## READING TEXT
*****
RFR: JDK-8021560,(str) String constructors that take ByteBuffer

Thu Feb 15 21:55:03 UTC 2018

> public String(ByteBuffer bytes, Charset cs);
> public String(ByteBuffer bytes, String csname);

I think these constructors make good sense. They avoid an extra copy to an 
intermediate byte[].

One issue (also mentioned by Stephen Colebourne) is whether we need the csname 
overload. Arguably it's not needed if we have the Charset overload. And the 
csname overload throws UnsupportedEncodingException, which is checked. But the 
csname overload is apparently faster, since the decoder can be cached, and it's 
unclear when this can be remedied for the Charset case....

I could go either way on this one.

**

I'd also suggest adding a CharBuffer constructor:

     public String(CharBuffer cbuf)

This would be semantically equivalent to

     public String(char[] value, int offset, int count)

except using the chars from the CharBuffer between the buffer's position and its 
limit.

**

Regarding the getBytes() overloads:

> public int getBytes(byte[] dst, int offset, Charset cs);
> public int getBytes(byte[] dst, int offset, String csname);
> public int getBytes(ByteBuffer bytes, Charset cs);
> public int getBytes(ByteBuffer bytes, Charset csn);

> On 2/13/18, 12:41 AM, Alan Bateman wrote:
>> These four methods encode as many characters as possible into the destination 
>> byte[] or buffer but don't give any indication that the destination didn't 
>> have enough space to encode the entire string. I thus worry they could be a 
>> hazard and result in buggy code. If there is insufficient space then the user 
>> of the API doesn't know how many characters were encoded so it's not easy to 
>> substring and call getBytes again to encode the remaining characters. There is 
>> also the issue of how to size the destination. What would you think about 
>> having them fail when there is insufficient space? If they do fail then there 
>> is a side effect that they will have written to the destination so that would 
>> need to be documented too.

I share Alan's concern here.

If the intent is to reuse a byte[] or a ByteBuffer, then there needs to be an 
effective way to handle the case where the provided array/buffer doesn't have 
enough room to receive the decoded string. A variety of ways of dealing with 
this have been mentioned, such as throwing an exception; returning negative 
value to indicate failure, possibly also encoding the number of bytes written; 
or even allocating a fresh array or buffer of the proper size and returning that 
instead. The caller would have to check the return value and take care to handle 
all the cases properly. This is likely to be fairly error-prone.
*****
## EXERCISE INSTRUCTIONS
1 > Retype the part of the post on String constructors that take ByteBuffer, starting at "I think these" and ending at "the Charset case....".
2 > According to the post on String constructors that take ByteBuffer, what advantage do the proposed ByteBuffer constructors offer?
3 > Carry on the post on String constructors that take ByteBuffer from its last sentence.
The lines that come after this post are not needed for any of the work here.

## DATA PROVIDED
*****
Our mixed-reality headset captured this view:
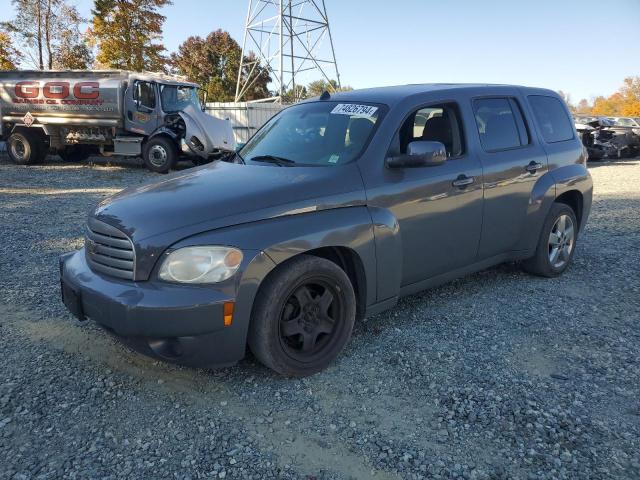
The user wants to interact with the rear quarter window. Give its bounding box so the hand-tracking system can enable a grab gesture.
[529,95,573,143]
*****
## ANSWERS GIVEN
1 >
I think these constructors make good sense. They avoid an extra copy to an 
intermediate byte[].

One issue (also mentioned by Stephen Colebourne) is whether we need the csname 
overload. Arguably it's not needed if we have the Charset overload. And the 
csname overload throws UnsupportedEncodingException, which is checked. But the 
csname overload is apparently faster, since the decoder can be cached, and it's 
unclear when this can be remedied for the Charset case....

2 > They avoid an extra copy to an intermediate byte[].

3 >
This also raises the question in my mind of what these getBytes() methods are 
intended for.

On the one hand, they might be useful for the caller to manage its own memory 
allocation and reuse of arrays/buffers. If so, then it's necessary for 
intermediate results from partial processing to be handled properly. If the 
destination fills up, there needs to be a way to report how much of the input 
was consumed, so that a subsequent operation can pick up where the previous one 
left off. (This was one of David Lloyd's points.) If there's sufficient room in 
the destination, there needs to be a way to report this and how much space 
remains in the destination. One could contemplate adding all this information to 
the API. This eventually leads to

     CharsetEncoder.encode(CharBuffer in, ByteBuffer out, boolean endOfInput)

which has all the necessary partial progress state in the buffers.

On the other hand, maybe the intent of these APIs is for convenience. I'd 
observe that String already has this method:

     public byte[] getBytes(Charset)

which returns the decoded bytes in a newly allocated array of the proper size. 
This is pretty convenient. It doesn't let the caller reuse a destination array 
or buffer... but that's what brings in all the partial result edge cases.

Bottom line is that I'm not entirely sure of the use of these new getBytes() 
overloads. Maybe I've missed a use case where these work; if so, maybe somebody 
can describe it.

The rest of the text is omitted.